▶ _DIRECTION_:
Rewrite each of the items below, substituting "Put one point" for every occurrence of "Place one point" and leaving all other text unchanged.

▶ _LISTED RECORDS_:
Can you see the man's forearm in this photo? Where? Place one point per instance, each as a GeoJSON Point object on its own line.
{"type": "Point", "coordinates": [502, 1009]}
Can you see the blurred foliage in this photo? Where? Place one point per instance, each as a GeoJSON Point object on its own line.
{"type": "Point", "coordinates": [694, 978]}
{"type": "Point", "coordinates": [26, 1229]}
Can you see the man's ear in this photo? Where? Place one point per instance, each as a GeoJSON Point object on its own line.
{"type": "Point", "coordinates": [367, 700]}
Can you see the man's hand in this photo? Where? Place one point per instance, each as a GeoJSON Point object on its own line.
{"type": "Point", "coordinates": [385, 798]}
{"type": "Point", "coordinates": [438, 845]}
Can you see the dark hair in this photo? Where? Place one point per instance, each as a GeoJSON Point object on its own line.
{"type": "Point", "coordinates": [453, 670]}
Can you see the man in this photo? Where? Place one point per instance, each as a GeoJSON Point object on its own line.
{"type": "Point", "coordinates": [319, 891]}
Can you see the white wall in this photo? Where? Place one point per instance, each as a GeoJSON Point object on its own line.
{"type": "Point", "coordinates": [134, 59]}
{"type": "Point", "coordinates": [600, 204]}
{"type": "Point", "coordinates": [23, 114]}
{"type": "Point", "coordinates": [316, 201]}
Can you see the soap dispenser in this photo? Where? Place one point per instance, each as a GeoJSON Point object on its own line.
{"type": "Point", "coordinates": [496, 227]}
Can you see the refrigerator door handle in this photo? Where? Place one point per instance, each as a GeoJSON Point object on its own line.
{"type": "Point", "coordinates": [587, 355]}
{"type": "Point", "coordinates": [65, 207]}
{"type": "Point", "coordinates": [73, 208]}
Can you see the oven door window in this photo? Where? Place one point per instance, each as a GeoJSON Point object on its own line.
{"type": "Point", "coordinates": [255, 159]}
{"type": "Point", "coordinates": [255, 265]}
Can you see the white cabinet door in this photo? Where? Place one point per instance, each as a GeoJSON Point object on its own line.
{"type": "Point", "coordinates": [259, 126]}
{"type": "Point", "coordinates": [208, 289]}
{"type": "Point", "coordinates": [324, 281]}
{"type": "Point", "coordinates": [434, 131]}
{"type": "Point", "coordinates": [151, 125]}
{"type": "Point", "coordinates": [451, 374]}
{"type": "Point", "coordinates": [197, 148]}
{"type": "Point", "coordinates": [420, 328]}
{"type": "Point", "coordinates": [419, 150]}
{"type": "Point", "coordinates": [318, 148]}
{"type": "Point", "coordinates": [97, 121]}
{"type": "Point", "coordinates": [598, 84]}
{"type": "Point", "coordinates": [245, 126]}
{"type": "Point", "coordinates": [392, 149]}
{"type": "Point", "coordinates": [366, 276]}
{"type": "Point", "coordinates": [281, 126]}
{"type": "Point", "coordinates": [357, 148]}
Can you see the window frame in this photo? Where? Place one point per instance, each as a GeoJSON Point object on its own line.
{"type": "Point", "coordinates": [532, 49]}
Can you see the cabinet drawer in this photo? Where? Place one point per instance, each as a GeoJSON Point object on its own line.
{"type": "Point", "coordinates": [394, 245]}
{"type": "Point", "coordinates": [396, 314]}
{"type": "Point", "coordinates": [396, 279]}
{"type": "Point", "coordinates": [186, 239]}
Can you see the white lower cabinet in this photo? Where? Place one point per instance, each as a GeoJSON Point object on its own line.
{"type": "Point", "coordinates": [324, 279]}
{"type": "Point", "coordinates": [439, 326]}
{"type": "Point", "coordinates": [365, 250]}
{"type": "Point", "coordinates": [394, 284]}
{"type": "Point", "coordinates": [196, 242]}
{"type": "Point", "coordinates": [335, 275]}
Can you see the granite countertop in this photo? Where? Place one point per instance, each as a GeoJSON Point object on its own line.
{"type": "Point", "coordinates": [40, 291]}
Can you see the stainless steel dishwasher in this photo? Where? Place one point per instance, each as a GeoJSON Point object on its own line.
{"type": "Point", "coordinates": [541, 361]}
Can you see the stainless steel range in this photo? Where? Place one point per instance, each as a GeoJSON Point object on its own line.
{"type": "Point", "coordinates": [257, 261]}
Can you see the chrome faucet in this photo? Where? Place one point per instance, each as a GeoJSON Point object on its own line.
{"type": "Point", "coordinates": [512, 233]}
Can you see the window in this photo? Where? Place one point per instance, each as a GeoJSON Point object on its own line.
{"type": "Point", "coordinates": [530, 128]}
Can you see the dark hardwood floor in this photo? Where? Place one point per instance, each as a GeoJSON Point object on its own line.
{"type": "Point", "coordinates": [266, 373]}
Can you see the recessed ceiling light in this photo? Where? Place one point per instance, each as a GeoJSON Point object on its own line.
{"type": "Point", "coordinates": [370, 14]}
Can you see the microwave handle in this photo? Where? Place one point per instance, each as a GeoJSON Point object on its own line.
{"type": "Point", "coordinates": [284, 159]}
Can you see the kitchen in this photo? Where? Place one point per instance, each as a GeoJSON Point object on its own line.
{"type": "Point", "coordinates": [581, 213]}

▶ _SOLVED EXERCISE_:
Can you see the man's forearm in this photo? Where? Put one point per instance, each as a GeoJSON Point object on its own line.
{"type": "Point", "coordinates": [502, 1009]}
Can you see the blurred foliage in this photo? Where? Put one point per instance, each as a GeoJSON Point object on its own line.
{"type": "Point", "coordinates": [694, 978]}
{"type": "Point", "coordinates": [26, 1229]}
Can you see the man's ear in this photo? Where? Put one point per instance, each as a GeoJSON Point object on its own line.
{"type": "Point", "coordinates": [367, 700]}
Can you see the man's hand in this photo? Where? Put one point per instance, each as a GeoJSON Point object on its own line.
{"type": "Point", "coordinates": [385, 798]}
{"type": "Point", "coordinates": [438, 845]}
Can you see the dark hair in this photo? Where? Put one point per instance, each as a GeoJSON Point object on its own line.
{"type": "Point", "coordinates": [453, 670]}
Can you see the man in this photo? Where? Put one point per instance, each as a GeoJSON Point object on its own line.
{"type": "Point", "coordinates": [319, 891]}
Can you see the white wall in this photo? Where? Put one point per instance, each as a GeoJSON Point object on its own line.
{"type": "Point", "coordinates": [134, 59]}
{"type": "Point", "coordinates": [600, 204]}
{"type": "Point", "coordinates": [23, 114]}
{"type": "Point", "coordinates": [316, 201]}
Can you see the soap dispenser in this photo? Where? Put one point per instance, each as a GeoJSON Point object on its own line.
{"type": "Point", "coordinates": [496, 227]}
Can you see the refrigerator door handle in this photo? Where? Put one point per instance, each as a GeoJSON Point object on its own line.
{"type": "Point", "coordinates": [587, 355]}
{"type": "Point", "coordinates": [65, 207]}
{"type": "Point", "coordinates": [73, 208]}
Can you see the oven door window in this photo? Where? Put one point per instance, each as a GeoJSON Point object on its own line.
{"type": "Point", "coordinates": [255, 159]}
{"type": "Point", "coordinates": [255, 265]}
Can you see the white cabinet door in this photo? Where? Put one point per instance, each as a GeoJSON Point object on its own line.
{"type": "Point", "coordinates": [259, 126]}
{"type": "Point", "coordinates": [208, 289]}
{"type": "Point", "coordinates": [324, 281]}
{"type": "Point", "coordinates": [434, 131]}
{"type": "Point", "coordinates": [151, 125]}
{"type": "Point", "coordinates": [451, 374]}
{"type": "Point", "coordinates": [197, 148]}
{"type": "Point", "coordinates": [420, 328]}
{"type": "Point", "coordinates": [419, 150]}
{"type": "Point", "coordinates": [318, 148]}
{"type": "Point", "coordinates": [97, 121]}
{"type": "Point", "coordinates": [598, 84]}
{"type": "Point", "coordinates": [245, 126]}
{"type": "Point", "coordinates": [392, 149]}
{"type": "Point", "coordinates": [366, 276]}
{"type": "Point", "coordinates": [281, 126]}
{"type": "Point", "coordinates": [357, 148]}
Can you see the window frame in this photo? Where? Put one point per instance, each as a GeoJSON Point object on its own line.
{"type": "Point", "coordinates": [532, 49]}
Can you see the cabinet drawer in this photo? Where? Put one point per instance, each as a GeoJSON Point object on its own line.
{"type": "Point", "coordinates": [394, 245]}
{"type": "Point", "coordinates": [396, 314]}
{"type": "Point", "coordinates": [396, 279]}
{"type": "Point", "coordinates": [186, 239]}
Can you see the white lower cabinet in this photo? Where? Put one point per instance, each as a GeoJSON Point object on its own line.
{"type": "Point", "coordinates": [324, 279]}
{"type": "Point", "coordinates": [439, 326]}
{"type": "Point", "coordinates": [365, 250]}
{"type": "Point", "coordinates": [394, 284]}
{"type": "Point", "coordinates": [196, 242]}
{"type": "Point", "coordinates": [335, 275]}
Can you see the granite countertop in this photo? Where? Put one point per instance, each as a GeoJSON Point object on its own line.
{"type": "Point", "coordinates": [40, 291]}
Can you see the stainless steel dishwasher in this photo? Where? Put one point per instance, each as a GeoJSON Point object on its own line.
{"type": "Point", "coordinates": [541, 361]}
Can you see the stainless steel range in this photo? Where? Put one point per instance, each as a GeoJSON Point object on its own line.
{"type": "Point", "coordinates": [257, 261]}
Can you see the chrome faucet in this photo? Where? Put one point per instance, each as a GeoJSON Point object on its own line.
{"type": "Point", "coordinates": [512, 233]}
Can you see the window in this photo? Where? Put one point per instance, each as a GeoJSON Point object on its own line.
{"type": "Point", "coordinates": [530, 128]}
Can you see the dark hardwood floor in this photo? Where? Put one point per instance, each as a GeoJSON Point object on its own line.
{"type": "Point", "coordinates": [266, 373]}
Can you see the recessed ceiling light in this photo? Where? Put one point per instance, each as a GeoJSON Point object on its own line.
{"type": "Point", "coordinates": [370, 14]}
Can you see the microwave handle in this photo? Where? Put one point per instance, each as a GeoJSON Point object on its own line.
{"type": "Point", "coordinates": [284, 159]}
Can you see the kitchen in this photo? Where? Put one point per instance, each as a GeoJSON Point object on its own line.
{"type": "Point", "coordinates": [581, 213]}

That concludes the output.